* _OBJECTIVE A_:
Rewrite the stretch of the forum thread from "So when I dropped" through "what it is.", switching "deactivated" to "suspended" wherever it occurs.
* _OBJECTIVE B_:
Return every line of the records that contains the string "evergreen", treating uppercase and lowercase as different.

# What happens when we give pax a low rating?



## El Janitor (Feb 22, 2016)

I just got done driving for the night I think. I About 3 runs prior to me calling it a night I pick up a bunch of College students 4 of them. They get in my car and I had the right rider, and when they see where we are going they say," we'll tell you how to get there, the GPS looks all messed up."

Anyhow they were a bit wasted, and suddenly as I'm driving them around looking at the long loop out of the way were making I hear someone VAPING IN MY BACK SEAT!!!!! "So thats why you rolled down the window," I'm thinking to myself along with ," Next puff and I pull over and end the ride." Anyhow the guy in the front seat saw that I was getting a bit agitated and his mood changed and he started to look uncomfortable when his buddy started vaping in my back seat. Anyhow, I don't drive the party bus, I see one parked with some limos about 3 miles away but I'm driving for a rideshare not a limo company (I'd be making more if I drove that thing).

So when I dropped them off at their destination they also leave my back door open and walk away. I rated them 3 stars, and I feel I was being nice. I seriously felt they deserved 1 max. So what happens when we rate PAX low for things like this?


----------



## ato72543 (Sep 28, 2015)

Nothing happens! It needs to be a two-way street with ratings for drivers and pax. We get deactivated if we stay at 4.6 for long, but never heard of pax being deactivated for low rating, but maybe I am wrong. Only time a pax gets kicked off the system is like the taco bell guy or the smokin hot little doctor down in florida or whatever it was. If none of that happens all it does is show other drivers well thats low and I am not gonna take it. I would have rated them 1 star def, but it is what it is.


----------



## tohunt4me (Nov 23, 2015)

Uber lowers rates.

That's what happens.


----------



## nickd8775 (Jul 12, 2015)

It does help because you don't have to pick up low rated pax.


----------



## tohunt4me (Nov 23, 2015)

Refuse 10 of them in a row.

Come tell me what you don't have to do after your time out ,or deactivation for low acceptance rate.

Can't see the carrot on the stick.

It was smashed by Uber beating the dead horse with it.


----------

[Stored items]
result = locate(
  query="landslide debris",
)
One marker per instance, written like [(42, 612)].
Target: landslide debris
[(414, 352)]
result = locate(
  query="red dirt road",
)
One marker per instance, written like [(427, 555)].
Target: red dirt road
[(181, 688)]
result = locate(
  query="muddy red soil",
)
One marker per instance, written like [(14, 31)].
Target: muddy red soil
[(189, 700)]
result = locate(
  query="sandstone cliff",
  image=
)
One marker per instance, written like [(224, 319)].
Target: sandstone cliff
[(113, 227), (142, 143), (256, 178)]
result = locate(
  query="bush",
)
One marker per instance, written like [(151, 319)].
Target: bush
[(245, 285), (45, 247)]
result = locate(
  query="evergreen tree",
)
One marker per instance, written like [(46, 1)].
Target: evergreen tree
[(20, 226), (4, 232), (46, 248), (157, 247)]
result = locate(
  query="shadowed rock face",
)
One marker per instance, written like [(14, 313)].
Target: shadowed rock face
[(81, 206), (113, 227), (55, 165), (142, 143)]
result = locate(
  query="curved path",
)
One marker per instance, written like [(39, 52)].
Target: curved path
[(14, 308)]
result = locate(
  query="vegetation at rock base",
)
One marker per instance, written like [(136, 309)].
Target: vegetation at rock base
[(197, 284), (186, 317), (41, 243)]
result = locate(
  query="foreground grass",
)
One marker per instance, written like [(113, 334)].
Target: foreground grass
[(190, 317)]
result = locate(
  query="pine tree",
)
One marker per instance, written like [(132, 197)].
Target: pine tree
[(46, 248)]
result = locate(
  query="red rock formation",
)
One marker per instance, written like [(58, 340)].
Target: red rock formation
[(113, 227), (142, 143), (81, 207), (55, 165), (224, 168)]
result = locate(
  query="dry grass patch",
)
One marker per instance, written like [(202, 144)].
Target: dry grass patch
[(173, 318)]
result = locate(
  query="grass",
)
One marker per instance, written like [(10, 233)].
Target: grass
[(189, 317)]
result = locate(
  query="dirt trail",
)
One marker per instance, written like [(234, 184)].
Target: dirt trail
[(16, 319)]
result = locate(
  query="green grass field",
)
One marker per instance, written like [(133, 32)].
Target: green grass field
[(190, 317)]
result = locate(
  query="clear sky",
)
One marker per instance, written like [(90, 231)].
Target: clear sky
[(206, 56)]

* _RESULT A_:
So when I dropped them off at their destination they also leave my back door open and walk away. I rated them 3 stars, and I feel I was being nice. I seriously felt they deserved 1 max. So what happens when we rate PAX low for things like this?


----------



## ato72543 (Sep 28, 2015)

Nothing happens! It needs to be a two-way street with ratings for drivers and pax. We get suspended if we stay at 4.6 for long, but never heard of pax being suspended for low rating, but maybe I am wrong. Only time a pax gets kicked off the system is like the taco bell guy or the smokin hot little doctor down in florida or whatever it was. If none of that happens all it does is show other drivers well thats low and I am not gonna take it. I would have rated them 1 star def, but it is what it is.

* _RESULT B_:
  query="evergreen tree",
Target: evergreen tree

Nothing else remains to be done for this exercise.